[EXCERPT PROVIDED — start]
People

Meet the most important part of the project: the people.

As well as the core team described in this page, we also have an extensive network of interested researchers spread around the University of Bristol.

Core academic staff

Iain Gilchrist

Prof. Iain Gilchrist (Co-director)

Iain is an experimental psychologist whose research is concerned with the link between vision and action. Vision provides information so that we can interact with the world. These interactions involve motor systems such as eye, arm, head, and whole body movements. One major focus of this work has been to understand how and why we move our eyes.

David Leslie

Professor David Leslie (Co-director)

David is a mathematician with interests including game theory, learning in games, reinforcement learning, stochastic optimisation, and Bayesian statistics. He is particularly interested in understanding decision-making processes through their relationship with statistical and machine learning procedures. David took his Chair as Professor in Mathematics and Statistics at Lancaster University in September 2014.  

Roland Baddeley

Dr Roland Baddeley

Roland is an experimental psychologist whose research interests include computer models in psychology, Bayesian modelling, eye movements, memory and forgetting, and motor learning.
[EXCERPT PROVIDED — finish]
[PROVIDED DATA — start]
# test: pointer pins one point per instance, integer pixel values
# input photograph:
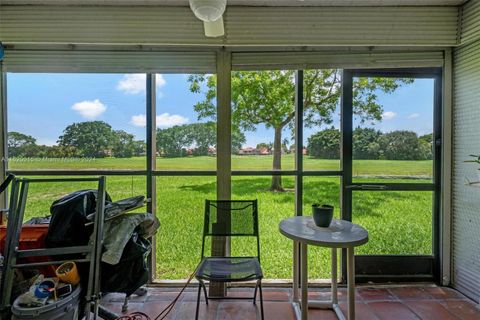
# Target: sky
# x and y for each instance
(42, 105)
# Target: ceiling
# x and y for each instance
(278, 3)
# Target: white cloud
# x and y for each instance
(389, 115)
(89, 109)
(135, 83)
(165, 120)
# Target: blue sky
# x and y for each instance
(42, 105)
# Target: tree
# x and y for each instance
(267, 97)
(91, 138)
(365, 143)
(173, 142)
(21, 145)
(204, 136)
(325, 144)
(123, 144)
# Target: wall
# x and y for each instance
(466, 197)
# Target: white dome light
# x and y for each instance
(208, 10)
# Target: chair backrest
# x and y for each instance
(230, 218)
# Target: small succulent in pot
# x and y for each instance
(322, 214)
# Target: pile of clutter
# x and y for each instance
(46, 291)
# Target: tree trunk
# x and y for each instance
(277, 160)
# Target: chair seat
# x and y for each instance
(229, 269)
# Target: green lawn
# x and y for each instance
(398, 222)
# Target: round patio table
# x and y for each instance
(340, 234)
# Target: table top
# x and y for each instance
(340, 233)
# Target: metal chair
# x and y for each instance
(230, 218)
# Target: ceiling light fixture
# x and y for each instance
(210, 12)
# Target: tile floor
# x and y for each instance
(372, 303)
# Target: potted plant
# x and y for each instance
(322, 215)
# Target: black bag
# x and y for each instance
(131, 272)
(69, 215)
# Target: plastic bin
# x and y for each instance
(31, 237)
(63, 309)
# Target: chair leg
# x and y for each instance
(205, 292)
(198, 300)
(261, 299)
(255, 294)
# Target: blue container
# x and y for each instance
(63, 309)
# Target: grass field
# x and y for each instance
(398, 222)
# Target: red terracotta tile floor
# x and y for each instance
(372, 303)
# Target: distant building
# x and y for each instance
(264, 151)
(304, 150)
(248, 151)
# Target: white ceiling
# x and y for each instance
(278, 3)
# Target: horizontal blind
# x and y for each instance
(318, 60)
(299, 26)
(470, 23)
(109, 61)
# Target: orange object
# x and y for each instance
(31, 237)
(68, 273)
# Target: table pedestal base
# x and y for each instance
(302, 303)
(318, 305)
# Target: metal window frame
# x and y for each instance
(398, 267)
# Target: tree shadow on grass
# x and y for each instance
(205, 188)
(369, 204)
(325, 191)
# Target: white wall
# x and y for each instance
(466, 197)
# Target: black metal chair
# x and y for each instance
(230, 218)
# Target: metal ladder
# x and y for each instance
(18, 199)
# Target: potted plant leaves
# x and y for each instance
(322, 215)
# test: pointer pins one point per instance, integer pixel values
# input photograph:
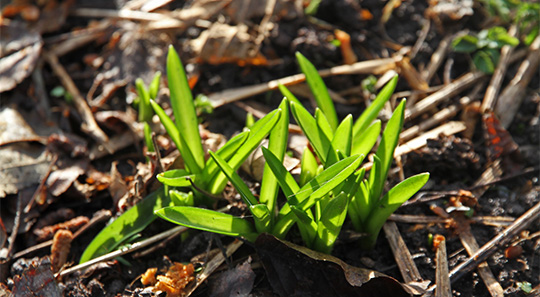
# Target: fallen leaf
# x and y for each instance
(36, 280)
(21, 165)
(294, 270)
(233, 282)
(20, 49)
(61, 179)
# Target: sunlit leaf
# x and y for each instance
(184, 109)
(128, 224)
(370, 114)
(309, 126)
(208, 220)
(318, 88)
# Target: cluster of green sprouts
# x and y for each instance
(332, 184)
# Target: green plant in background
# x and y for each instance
(485, 47)
(202, 175)
(145, 110)
(367, 209)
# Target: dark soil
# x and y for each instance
(455, 163)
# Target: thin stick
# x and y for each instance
(447, 129)
(495, 243)
(89, 124)
(212, 265)
(456, 87)
(158, 155)
(438, 57)
(372, 66)
(471, 246)
(133, 247)
(406, 264)
(16, 224)
(512, 96)
(98, 217)
(490, 98)
(441, 273)
(437, 118)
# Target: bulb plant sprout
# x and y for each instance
(202, 175)
(367, 209)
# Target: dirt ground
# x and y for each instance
(57, 168)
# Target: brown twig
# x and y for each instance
(512, 96)
(372, 67)
(89, 124)
(495, 243)
(98, 217)
(490, 97)
(471, 246)
(456, 87)
(406, 264)
(441, 273)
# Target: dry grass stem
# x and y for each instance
(405, 262)
(441, 273)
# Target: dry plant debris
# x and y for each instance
(173, 282)
(69, 137)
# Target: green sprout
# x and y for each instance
(202, 176)
(145, 110)
(368, 209)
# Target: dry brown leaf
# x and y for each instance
(21, 165)
(19, 52)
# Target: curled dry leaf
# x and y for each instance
(223, 43)
(173, 282)
(21, 165)
(298, 271)
(19, 51)
(72, 225)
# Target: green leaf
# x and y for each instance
(325, 182)
(125, 226)
(311, 192)
(145, 111)
(502, 37)
(308, 166)
(483, 62)
(235, 179)
(390, 203)
(173, 133)
(208, 220)
(262, 217)
(318, 88)
(385, 151)
(175, 178)
(181, 198)
(323, 124)
(154, 86)
(341, 142)
(225, 152)
(306, 224)
(290, 96)
(277, 144)
(148, 137)
(465, 44)
(363, 197)
(309, 126)
(363, 143)
(371, 112)
(329, 226)
(184, 109)
(258, 132)
(284, 178)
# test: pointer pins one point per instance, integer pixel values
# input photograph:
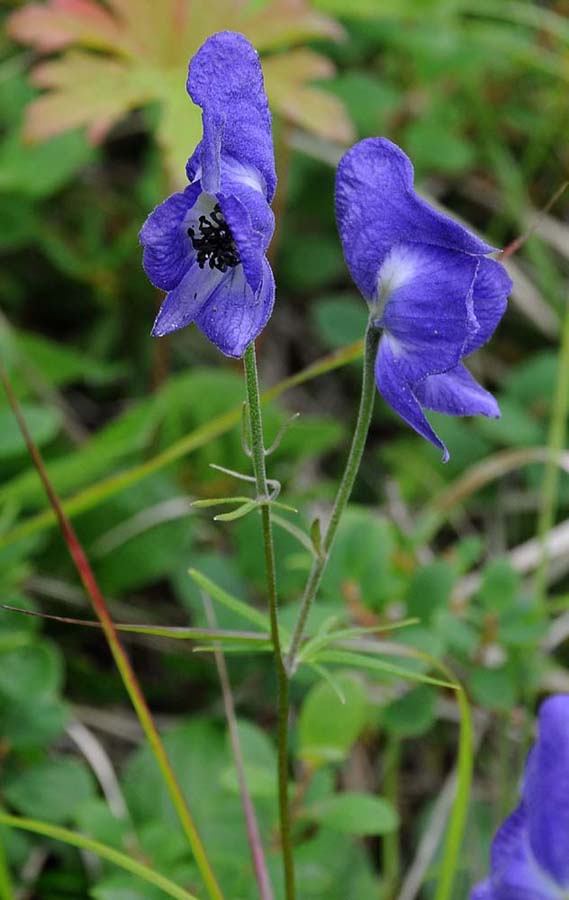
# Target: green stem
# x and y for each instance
(102, 850)
(556, 441)
(259, 468)
(6, 892)
(344, 491)
(391, 857)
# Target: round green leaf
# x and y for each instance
(353, 813)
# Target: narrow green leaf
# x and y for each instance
(102, 850)
(353, 813)
(238, 513)
(218, 501)
(347, 658)
(323, 640)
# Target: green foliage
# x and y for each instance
(328, 726)
(476, 94)
(352, 813)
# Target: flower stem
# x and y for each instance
(259, 468)
(556, 441)
(344, 491)
(118, 652)
(6, 892)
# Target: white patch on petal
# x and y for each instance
(397, 269)
(236, 171)
(203, 206)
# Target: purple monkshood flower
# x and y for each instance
(530, 853)
(428, 281)
(206, 245)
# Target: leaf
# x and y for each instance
(353, 813)
(216, 593)
(327, 728)
(55, 787)
(87, 90)
(411, 715)
(500, 587)
(358, 660)
(129, 433)
(430, 589)
(43, 424)
(31, 673)
(141, 56)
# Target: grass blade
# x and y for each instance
(82, 842)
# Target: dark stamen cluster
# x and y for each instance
(216, 245)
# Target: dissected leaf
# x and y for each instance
(141, 55)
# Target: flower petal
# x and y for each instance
(183, 304)
(546, 790)
(168, 252)
(515, 873)
(456, 393)
(226, 80)
(234, 315)
(392, 379)
(251, 242)
(377, 207)
(492, 288)
(429, 308)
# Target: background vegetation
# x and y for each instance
(476, 93)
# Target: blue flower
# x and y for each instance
(206, 245)
(530, 853)
(429, 284)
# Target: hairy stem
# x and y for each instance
(343, 495)
(259, 468)
(253, 832)
(118, 652)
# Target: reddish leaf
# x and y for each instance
(59, 23)
(86, 90)
(148, 44)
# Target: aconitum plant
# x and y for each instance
(434, 293)
(530, 853)
(206, 245)
(429, 282)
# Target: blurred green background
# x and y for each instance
(95, 129)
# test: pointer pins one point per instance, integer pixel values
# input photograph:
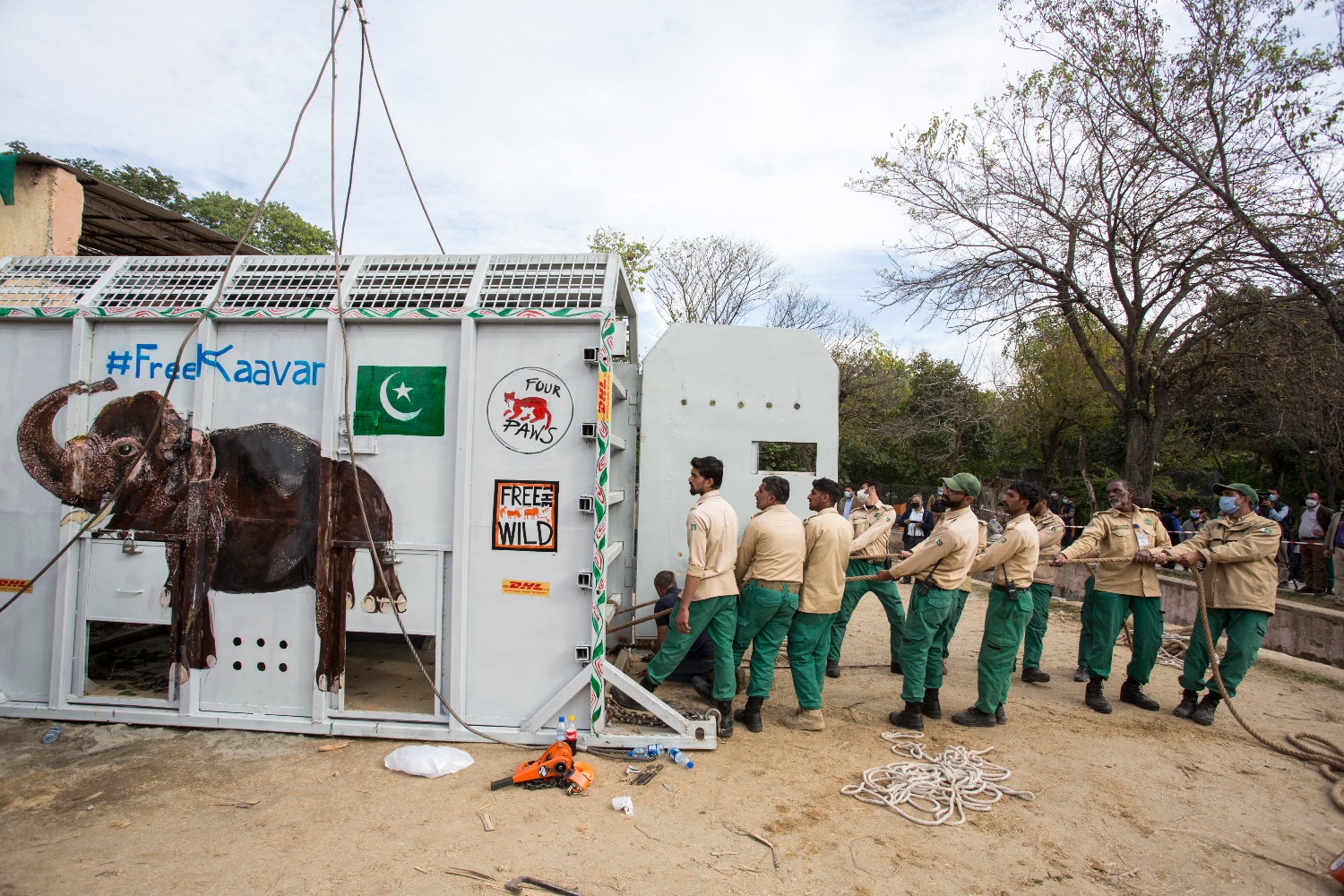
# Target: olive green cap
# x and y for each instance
(964, 482)
(1238, 487)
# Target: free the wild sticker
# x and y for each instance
(524, 514)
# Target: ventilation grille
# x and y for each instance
(48, 282)
(545, 281)
(413, 281)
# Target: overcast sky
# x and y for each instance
(529, 125)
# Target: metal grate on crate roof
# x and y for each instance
(543, 281)
(48, 281)
(413, 281)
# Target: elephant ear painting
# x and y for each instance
(241, 511)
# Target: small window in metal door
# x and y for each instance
(787, 457)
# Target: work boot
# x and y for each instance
(1185, 708)
(1133, 692)
(725, 708)
(1094, 697)
(703, 688)
(621, 699)
(972, 718)
(909, 718)
(930, 707)
(806, 720)
(1206, 710)
(750, 715)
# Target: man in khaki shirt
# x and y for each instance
(943, 560)
(1013, 562)
(769, 575)
(868, 551)
(709, 600)
(1238, 552)
(827, 538)
(1050, 530)
(1123, 589)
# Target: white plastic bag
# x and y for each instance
(427, 762)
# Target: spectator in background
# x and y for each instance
(1311, 532)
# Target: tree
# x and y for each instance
(636, 254)
(714, 280)
(1043, 203)
(1245, 108)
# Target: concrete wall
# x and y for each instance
(47, 212)
(1297, 629)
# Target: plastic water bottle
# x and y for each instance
(645, 753)
(680, 758)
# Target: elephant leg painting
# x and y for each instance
(242, 511)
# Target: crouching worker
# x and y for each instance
(709, 600)
(1236, 552)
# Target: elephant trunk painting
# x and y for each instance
(242, 511)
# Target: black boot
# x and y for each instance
(621, 699)
(972, 718)
(725, 708)
(1094, 697)
(930, 704)
(750, 713)
(1206, 710)
(909, 718)
(1133, 692)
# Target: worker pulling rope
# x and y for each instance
(941, 788)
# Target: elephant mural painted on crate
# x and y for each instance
(242, 511)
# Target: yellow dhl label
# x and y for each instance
(535, 589)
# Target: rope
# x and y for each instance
(943, 788)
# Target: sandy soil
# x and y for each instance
(1126, 804)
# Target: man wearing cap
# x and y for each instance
(1013, 562)
(827, 536)
(871, 521)
(1050, 532)
(1123, 589)
(769, 573)
(940, 563)
(1238, 552)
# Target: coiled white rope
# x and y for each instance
(943, 788)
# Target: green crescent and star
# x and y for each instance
(400, 401)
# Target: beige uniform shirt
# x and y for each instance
(951, 546)
(1242, 570)
(871, 530)
(827, 536)
(1121, 535)
(1051, 530)
(771, 548)
(1015, 552)
(711, 535)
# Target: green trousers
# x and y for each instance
(1005, 621)
(1035, 642)
(1245, 633)
(1085, 618)
(887, 594)
(763, 616)
(1109, 613)
(921, 651)
(718, 616)
(809, 641)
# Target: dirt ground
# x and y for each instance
(1133, 802)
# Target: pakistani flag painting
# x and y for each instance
(400, 401)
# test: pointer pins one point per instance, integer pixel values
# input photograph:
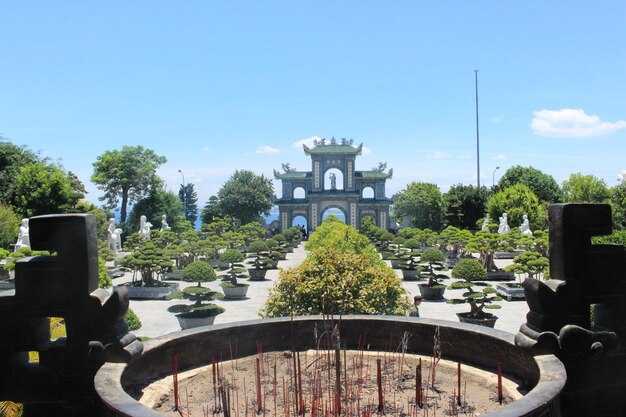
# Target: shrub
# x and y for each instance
(469, 269)
(132, 320)
(199, 272)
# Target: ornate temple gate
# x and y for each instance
(323, 190)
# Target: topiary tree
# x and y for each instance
(233, 258)
(530, 263)
(432, 261)
(199, 272)
(470, 270)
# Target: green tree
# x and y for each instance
(465, 205)
(12, 158)
(156, 204)
(9, 226)
(44, 189)
(189, 198)
(544, 186)
(245, 196)
(579, 188)
(421, 203)
(516, 201)
(211, 210)
(127, 174)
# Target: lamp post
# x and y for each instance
(184, 195)
(493, 177)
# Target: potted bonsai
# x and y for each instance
(432, 262)
(472, 272)
(199, 313)
(233, 289)
(259, 255)
(275, 254)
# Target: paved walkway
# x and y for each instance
(157, 321)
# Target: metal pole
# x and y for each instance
(184, 195)
(493, 177)
(477, 136)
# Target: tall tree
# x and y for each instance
(45, 189)
(516, 201)
(421, 203)
(211, 210)
(127, 174)
(579, 188)
(12, 158)
(464, 205)
(544, 186)
(189, 198)
(245, 196)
[PROVIDED DATA — finish]
## PROBLEM TO SOLVE
Duplicate the passage of the people page from "Prof. Iain Gilchrist" to "David Leslie (Co-director)", word for word.

## RESULT OF THE TASK
Prof. Iain Gilchrist (Co-director)

Iain is an experimental psychologist whose research is concerned with the link between vision and action. Vision provides information so that we can interact with the world. These interactions involve motor systems such as eye, arm, head, and whole body movements. One major focus of this work has been to understand how and why we move our eyes.

David Leslie

Professor David Leslie (Co-director)